__WHAT YOU HAVE TO DO__. Restate each entry exactly, without pictures.

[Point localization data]
* * * *
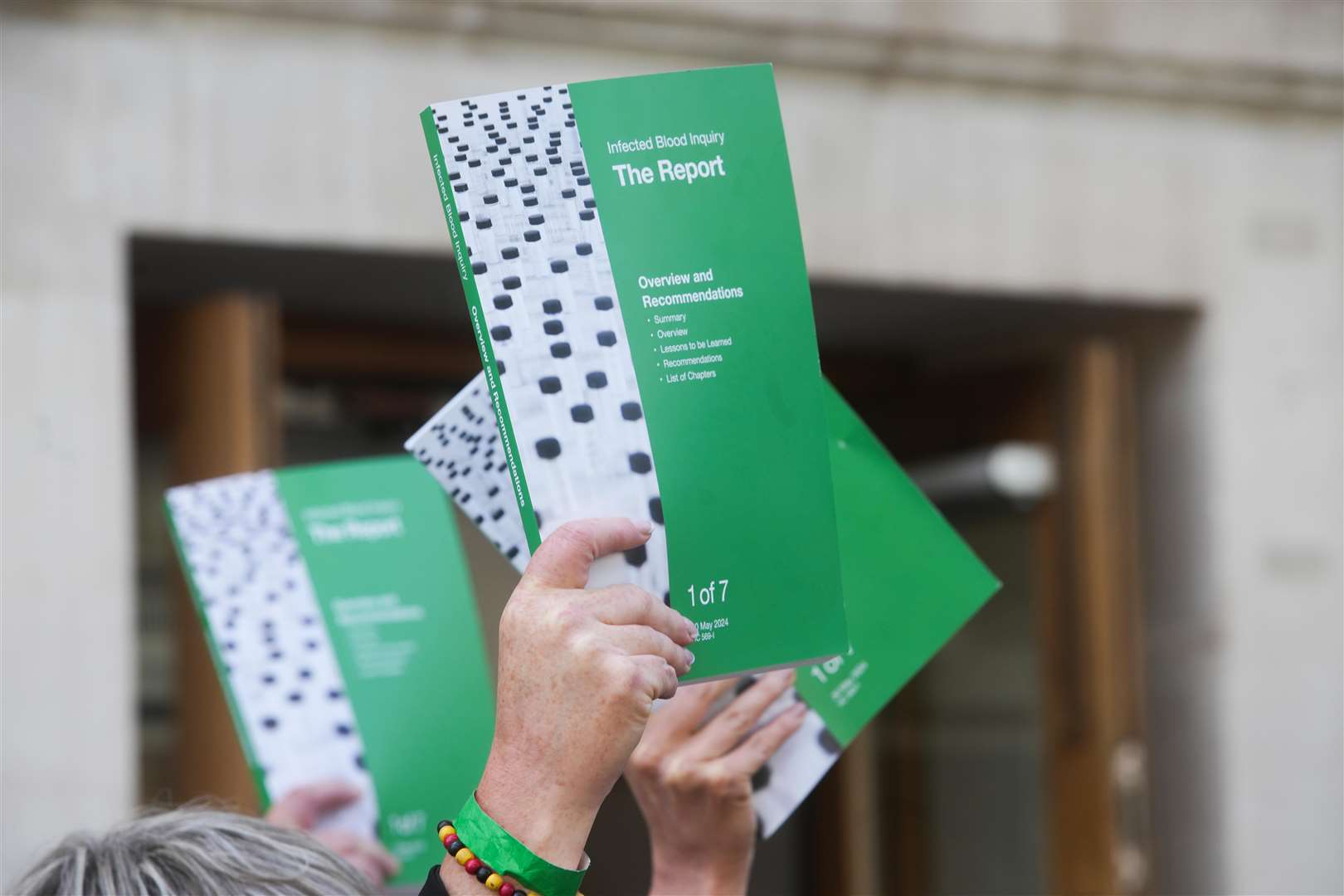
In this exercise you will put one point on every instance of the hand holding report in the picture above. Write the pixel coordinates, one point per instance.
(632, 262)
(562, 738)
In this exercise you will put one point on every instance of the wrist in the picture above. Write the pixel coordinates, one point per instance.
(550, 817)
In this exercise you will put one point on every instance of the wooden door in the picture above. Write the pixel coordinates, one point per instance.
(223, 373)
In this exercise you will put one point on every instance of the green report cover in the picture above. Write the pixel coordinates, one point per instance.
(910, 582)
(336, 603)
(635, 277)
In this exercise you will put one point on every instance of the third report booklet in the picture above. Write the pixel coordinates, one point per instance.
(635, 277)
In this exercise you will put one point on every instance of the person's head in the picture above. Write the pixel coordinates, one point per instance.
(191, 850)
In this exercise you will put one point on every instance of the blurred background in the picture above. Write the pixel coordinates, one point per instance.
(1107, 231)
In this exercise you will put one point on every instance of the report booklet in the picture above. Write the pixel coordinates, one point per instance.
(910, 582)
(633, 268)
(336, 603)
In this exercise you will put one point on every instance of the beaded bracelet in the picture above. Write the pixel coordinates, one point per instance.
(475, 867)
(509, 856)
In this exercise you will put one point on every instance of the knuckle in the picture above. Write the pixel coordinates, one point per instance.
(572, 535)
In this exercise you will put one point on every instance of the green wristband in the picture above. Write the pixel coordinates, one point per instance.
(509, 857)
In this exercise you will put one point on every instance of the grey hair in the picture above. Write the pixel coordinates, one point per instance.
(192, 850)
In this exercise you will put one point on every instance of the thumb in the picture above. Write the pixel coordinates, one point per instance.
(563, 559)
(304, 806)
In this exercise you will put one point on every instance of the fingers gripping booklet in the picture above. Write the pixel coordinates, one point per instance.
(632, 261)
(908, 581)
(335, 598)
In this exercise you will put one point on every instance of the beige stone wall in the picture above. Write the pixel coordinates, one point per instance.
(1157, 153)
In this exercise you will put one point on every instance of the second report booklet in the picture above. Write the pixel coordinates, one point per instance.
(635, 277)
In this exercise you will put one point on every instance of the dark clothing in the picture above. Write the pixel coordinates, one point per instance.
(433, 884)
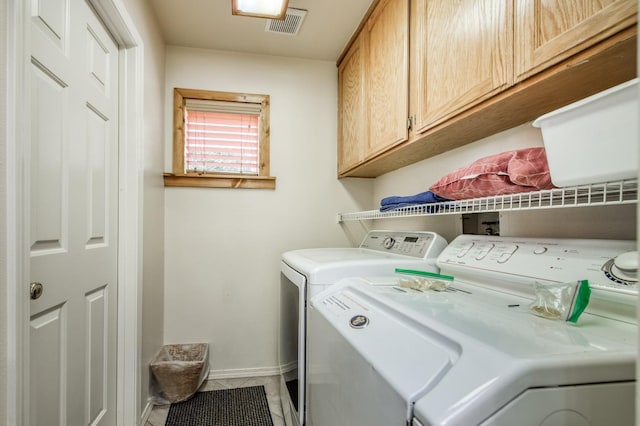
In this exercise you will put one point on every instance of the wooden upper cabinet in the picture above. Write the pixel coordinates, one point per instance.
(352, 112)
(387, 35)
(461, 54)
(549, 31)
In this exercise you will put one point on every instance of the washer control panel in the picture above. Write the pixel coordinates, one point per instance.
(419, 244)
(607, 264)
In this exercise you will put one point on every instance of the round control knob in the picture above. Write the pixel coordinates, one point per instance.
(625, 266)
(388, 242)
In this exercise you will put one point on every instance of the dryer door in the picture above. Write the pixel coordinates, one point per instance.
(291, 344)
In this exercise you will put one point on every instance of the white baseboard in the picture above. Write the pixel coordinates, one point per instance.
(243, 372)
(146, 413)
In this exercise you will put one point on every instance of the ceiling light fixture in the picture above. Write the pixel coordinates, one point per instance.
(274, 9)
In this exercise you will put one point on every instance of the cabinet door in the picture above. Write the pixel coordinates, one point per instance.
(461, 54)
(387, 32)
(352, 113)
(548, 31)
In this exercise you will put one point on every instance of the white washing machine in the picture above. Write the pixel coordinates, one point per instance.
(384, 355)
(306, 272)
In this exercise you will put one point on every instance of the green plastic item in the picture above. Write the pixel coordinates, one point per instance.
* * * *
__SOLUTION FOR THIS EXERCISE__.
In this exercise you will put one point on every instance of the hand holding report in the picture above. Write the pixel coordinates, one point per instance.
(632, 262)
(562, 738)
In this exercise you will put one point on every instance of the wrist in the picture above. Write the pixel coordinates, one point per instance.
(550, 817)
In this exercise you will put one point on every instance of the wooden door in the picture above. Write the pixel coordinates, one point per instance.
(223, 373)
In this exercise you will put one point on every instance of the green report cover in the picture above. Write the pixel coordinates, one point per instance.
(910, 582)
(336, 603)
(635, 277)
In this exercise you will put one point on every instance of the third report booklet in the picture above. Write the pixel coordinates, one point per instance.
(635, 277)
In this exercise you will put one point on every instance of the person's head in the picture above. Write the pixel coordinates, one point per instance.
(191, 850)
In this exercise you will put one point on every instance of the blurred background in the picture above. Write the pixel coordinates, one point per instance.
(1107, 231)
In this exercise you will put one point on every instance of the report booklet in the picture above. Write the pixel coordinates, one point per instance.
(910, 582)
(633, 268)
(336, 603)
In this exercise you will put one point on every instance of the beaded bracelet in the picture above. Write the pixel coordinates, one point per instance.
(475, 867)
(509, 856)
In this exercise you will put one point on every instance of the knuckle in the picture above. Write the pixel coordinates, one point per instance.
(572, 535)
In this exercise you will put one point on every instance of the green wristband in the picture above. Write the pixel coordinates, one point per instance.
(509, 857)
In this exercise you will put one point on every instance of the grey hair in the picture above. Write the pixel coordinates, one point per instance.
(192, 850)
In this exercise you will put one point on every instance of the thumb in the picture above. Write the pixel coordinates, one point per instance.
(563, 559)
(304, 806)
In this exercise you will put one point on every instance of the fingers gripping booklet in the picture above. Write the pixel coordinates, one point per instance.
(632, 261)
(908, 581)
(335, 598)
In this exercise you will put one point on every instance of the beige stone wall in the picture above. Write the pixel coordinates, one point per instance.
(1157, 153)
In this exercise you will put one point on every instance of the second report booklet in the picture above. Write the pixel coordinates, one point per instance.
(635, 277)
In this exercise you will put one point on every instance of the dark clothing in the picture above. Write the pixel coordinates, one point per instance.
(433, 884)
In this exercise you will put one point on every instance of the wooden upper cabinet in the picture above. Write the pixel coordinates, one point per instance.
(352, 112)
(387, 35)
(461, 54)
(549, 31)
In this exercise you will put one point on every instance of the washer control panel in the picture above. Write the pixel coordinates, one point per instance.
(419, 244)
(607, 264)
In this exercise you will put one point on every instance of the round control knob in the picture above. Write the pixel coordinates, one point per instance.
(625, 266)
(388, 242)
In this exercise you will put one point on every instance of the dryer door in the picture above. Write the pixel coordinates, one point per instance.
(291, 344)
In this exercise you will put one point on every instance of the white baseboard in the picture above. Write the pixel coordinates, one point per instance.
(243, 372)
(146, 413)
In this exercise you will put one point on every instance of the ceiling light fixture in the picture above. Write the pixel coordinates, one point per instance.
(274, 9)
In this exercise you will put one point on every instance of the cabinet door in the picture above. Write the pixel coordinates, one point per instance.
(461, 54)
(387, 32)
(352, 113)
(548, 31)
In this exercise you will put one point on every instance of the white washing machine in the picture above. Write the pixel coordinates, one point per instance.
(384, 355)
(306, 272)
In this exercise you will put one point on every instance of the green plastic item in the picture above. Write the pixel coordinates, one point per instance.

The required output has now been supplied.